_THE REQUEST_
Exactly reproduce the lines from the line containing "Target = gray siding" to the end of the data below, inclusive, and nothing else.

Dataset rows
····················

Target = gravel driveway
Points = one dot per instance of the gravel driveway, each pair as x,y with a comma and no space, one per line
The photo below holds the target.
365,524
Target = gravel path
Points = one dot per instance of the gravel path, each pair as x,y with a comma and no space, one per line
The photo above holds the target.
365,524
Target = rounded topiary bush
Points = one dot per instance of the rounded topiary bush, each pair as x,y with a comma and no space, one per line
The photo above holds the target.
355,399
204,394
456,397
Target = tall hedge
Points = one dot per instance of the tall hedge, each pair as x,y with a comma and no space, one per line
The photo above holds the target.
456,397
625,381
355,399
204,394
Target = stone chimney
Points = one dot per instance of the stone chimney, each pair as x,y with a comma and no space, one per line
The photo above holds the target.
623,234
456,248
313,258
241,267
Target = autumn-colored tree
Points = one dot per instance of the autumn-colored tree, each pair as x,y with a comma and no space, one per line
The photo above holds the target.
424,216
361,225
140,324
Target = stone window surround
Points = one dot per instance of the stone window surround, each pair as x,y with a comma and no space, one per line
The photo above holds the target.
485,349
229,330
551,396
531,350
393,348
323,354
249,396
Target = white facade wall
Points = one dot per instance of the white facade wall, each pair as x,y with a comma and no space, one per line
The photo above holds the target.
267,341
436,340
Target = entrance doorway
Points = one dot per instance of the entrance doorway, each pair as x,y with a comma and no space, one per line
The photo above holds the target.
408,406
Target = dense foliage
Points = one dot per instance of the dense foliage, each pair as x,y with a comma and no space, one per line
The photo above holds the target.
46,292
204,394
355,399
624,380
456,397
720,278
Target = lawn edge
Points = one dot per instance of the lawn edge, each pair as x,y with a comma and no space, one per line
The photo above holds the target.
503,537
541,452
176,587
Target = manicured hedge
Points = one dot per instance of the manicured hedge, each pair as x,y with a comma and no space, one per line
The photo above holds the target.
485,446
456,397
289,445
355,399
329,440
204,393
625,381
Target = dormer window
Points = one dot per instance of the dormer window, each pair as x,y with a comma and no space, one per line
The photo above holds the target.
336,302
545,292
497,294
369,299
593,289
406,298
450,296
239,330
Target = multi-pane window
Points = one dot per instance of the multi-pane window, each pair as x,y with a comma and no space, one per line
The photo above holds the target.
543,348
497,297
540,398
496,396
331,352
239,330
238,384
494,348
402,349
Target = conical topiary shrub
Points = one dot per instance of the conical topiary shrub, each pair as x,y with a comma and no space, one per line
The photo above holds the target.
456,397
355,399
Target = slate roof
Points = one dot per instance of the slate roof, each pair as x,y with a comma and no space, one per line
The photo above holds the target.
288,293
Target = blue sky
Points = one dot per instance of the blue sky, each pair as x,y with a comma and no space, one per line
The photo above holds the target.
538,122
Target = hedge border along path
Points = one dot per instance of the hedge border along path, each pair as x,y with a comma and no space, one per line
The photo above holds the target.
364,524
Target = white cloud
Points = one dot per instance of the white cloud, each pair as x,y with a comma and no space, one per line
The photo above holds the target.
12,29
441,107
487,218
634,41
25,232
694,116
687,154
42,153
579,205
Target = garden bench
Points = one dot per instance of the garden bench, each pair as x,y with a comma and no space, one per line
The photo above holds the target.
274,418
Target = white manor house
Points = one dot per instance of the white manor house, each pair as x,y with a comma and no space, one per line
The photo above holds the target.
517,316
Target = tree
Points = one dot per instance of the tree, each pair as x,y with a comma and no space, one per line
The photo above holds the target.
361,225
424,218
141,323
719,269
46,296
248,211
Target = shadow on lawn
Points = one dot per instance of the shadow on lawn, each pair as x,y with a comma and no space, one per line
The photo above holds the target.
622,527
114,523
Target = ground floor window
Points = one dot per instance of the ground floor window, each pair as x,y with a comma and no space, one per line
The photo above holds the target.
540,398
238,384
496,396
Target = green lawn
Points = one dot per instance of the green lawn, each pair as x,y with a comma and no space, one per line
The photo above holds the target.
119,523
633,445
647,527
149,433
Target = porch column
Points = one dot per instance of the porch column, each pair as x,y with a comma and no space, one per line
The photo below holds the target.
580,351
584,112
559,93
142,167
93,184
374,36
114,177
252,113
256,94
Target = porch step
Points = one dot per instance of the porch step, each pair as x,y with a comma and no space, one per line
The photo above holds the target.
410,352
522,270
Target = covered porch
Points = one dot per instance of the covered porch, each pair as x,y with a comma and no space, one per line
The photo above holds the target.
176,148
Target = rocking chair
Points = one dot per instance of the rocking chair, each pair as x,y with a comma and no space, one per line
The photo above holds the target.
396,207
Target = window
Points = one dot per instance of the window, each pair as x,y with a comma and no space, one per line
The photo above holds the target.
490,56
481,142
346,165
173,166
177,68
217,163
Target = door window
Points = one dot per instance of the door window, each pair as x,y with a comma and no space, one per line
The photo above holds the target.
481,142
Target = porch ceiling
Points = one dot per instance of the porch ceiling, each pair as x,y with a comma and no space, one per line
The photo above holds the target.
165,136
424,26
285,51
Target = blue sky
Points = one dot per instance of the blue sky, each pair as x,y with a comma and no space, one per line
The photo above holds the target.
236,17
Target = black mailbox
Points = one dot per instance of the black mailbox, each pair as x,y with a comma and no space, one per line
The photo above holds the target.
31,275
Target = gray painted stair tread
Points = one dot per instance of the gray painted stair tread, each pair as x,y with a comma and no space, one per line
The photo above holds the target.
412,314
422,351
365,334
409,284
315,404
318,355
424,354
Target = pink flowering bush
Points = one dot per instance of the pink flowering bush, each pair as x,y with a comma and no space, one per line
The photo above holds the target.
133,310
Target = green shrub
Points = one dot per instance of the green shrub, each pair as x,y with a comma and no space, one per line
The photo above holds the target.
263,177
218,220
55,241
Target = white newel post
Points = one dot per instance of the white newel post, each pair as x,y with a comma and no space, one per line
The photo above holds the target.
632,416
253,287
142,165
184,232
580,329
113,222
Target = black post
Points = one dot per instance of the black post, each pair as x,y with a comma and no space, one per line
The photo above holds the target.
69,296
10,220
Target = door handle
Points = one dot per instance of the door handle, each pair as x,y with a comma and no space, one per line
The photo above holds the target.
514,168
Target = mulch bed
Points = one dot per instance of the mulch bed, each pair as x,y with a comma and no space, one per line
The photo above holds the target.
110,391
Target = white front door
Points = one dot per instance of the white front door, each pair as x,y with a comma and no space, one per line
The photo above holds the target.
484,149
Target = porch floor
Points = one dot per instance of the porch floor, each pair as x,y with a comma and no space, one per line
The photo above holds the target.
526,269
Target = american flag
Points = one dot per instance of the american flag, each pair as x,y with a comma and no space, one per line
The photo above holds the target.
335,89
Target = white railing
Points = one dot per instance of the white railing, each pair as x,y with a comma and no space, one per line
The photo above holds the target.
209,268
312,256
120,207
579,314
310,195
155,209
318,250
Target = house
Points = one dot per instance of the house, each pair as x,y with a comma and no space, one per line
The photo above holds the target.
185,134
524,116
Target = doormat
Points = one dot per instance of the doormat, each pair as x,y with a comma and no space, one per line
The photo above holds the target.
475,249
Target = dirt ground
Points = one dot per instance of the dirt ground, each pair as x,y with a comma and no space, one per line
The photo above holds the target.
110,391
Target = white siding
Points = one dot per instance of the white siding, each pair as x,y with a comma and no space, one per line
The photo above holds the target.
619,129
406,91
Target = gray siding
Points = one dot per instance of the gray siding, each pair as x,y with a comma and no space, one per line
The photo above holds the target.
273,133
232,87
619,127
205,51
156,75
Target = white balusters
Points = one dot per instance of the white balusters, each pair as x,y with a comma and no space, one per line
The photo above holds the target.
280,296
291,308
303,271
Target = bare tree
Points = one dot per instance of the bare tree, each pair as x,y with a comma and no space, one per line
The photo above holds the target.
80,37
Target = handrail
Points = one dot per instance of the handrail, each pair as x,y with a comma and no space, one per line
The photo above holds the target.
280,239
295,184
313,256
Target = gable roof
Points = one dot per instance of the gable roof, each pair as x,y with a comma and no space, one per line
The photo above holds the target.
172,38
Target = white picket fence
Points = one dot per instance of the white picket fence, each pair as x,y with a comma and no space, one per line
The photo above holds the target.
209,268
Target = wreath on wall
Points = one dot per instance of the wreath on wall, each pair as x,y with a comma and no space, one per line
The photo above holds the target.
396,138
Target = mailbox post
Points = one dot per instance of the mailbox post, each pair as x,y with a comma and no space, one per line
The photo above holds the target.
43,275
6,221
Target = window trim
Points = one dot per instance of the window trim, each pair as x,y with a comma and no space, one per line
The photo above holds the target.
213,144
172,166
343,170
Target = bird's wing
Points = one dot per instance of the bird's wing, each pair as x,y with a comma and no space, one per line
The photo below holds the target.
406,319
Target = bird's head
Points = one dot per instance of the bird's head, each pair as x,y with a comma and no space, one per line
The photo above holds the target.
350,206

····················

_PROBLEM SOLUTION_
Target = gray siding
Points = one dot per instance of the gray siding, each pair as x,y with a comma and no space, one per line
The photo above holds the target.
273,133
232,87
619,127
205,51
156,75
Target = white balusters
Points = one dot per instance of the white balusters, each pair as x,y with a comma and no space, one per line
The photo above holds the target.
280,296
291,308
303,271
Target = bare tree
Points = one dot per instance of the bare tree, each pair as x,y with a comma and no space, one per line
The photo above holds the target.
80,37
Target = handrail
Points = one dot per instance of the handrail, each pair as x,y with a comma and no space, one per line
The photo above holds the target.
280,239
295,184
313,256
Target = gable roof
Points = one dot per instance of the gable roof, each pair as x,y with a comma and no space, one per line
The photo above holds the target.
172,38
Target = white picket fence
Points = one dot per instance of the white picket fence, each pair as x,y with a comma and no space, one per line
The photo above holds the target.
209,268
Target = wreath on wall
Points = one dot per instance of the wreath on wall, each pair as x,y with a comma and no space, one per line
The photo above holds the target.
396,138
Target = mailbox post
Points = one dot per instance of the mailbox post, each pair as x,y with a comma and no space, one per line
The photo above holds the target.
43,275
6,221
Target = window trim
Points = one dot per instance of the window trim, each pair as x,y with a comma and no space, one per line
The photo above holds the target.
213,144
172,166
343,170
Target = bird's wing
Points = one dot per instance of the bird's wing, each pair as x,y with a comma and no space, one per line
The photo below holds the target.
406,319
Target = bird's head
Points = one dot per instance of the bird's head, each pair as x,y with a comma and no space, one per line
The photo above holds the target.
350,206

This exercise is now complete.